● STATED PROBLEM: Copy out every line of the items below verbatim, leaving the pictures out of your answer.

======

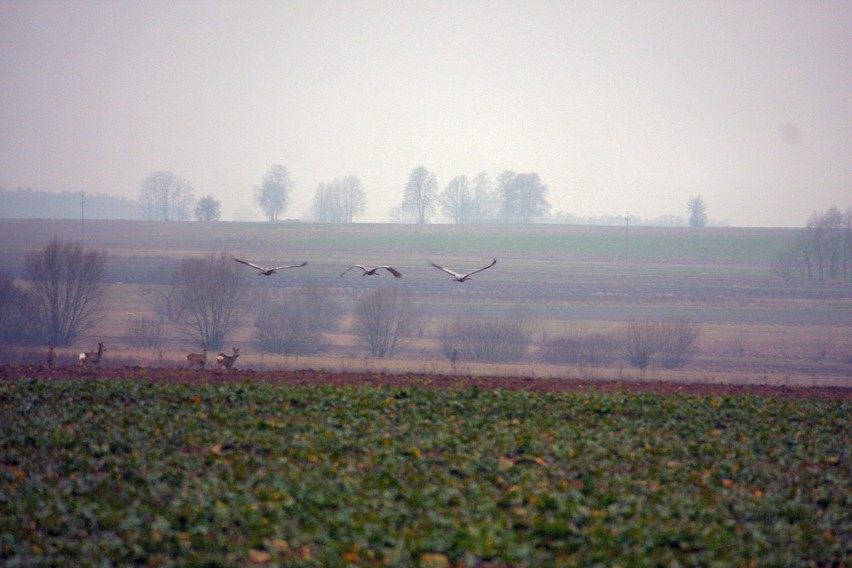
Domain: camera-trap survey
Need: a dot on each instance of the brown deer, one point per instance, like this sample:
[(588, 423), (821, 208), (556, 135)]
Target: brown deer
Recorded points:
[(227, 361), (199, 359), (92, 357), (50, 358)]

======

● TASK RESPONSE:
Domain: camera-trap survey
Need: a dot on each instance of the brown deer, one point per instance, like this sample:
[(588, 423), (821, 208), (556, 135)]
Target: brown deer
Recorded points:
[(227, 361), (199, 359), (92, 357), (50, 358)]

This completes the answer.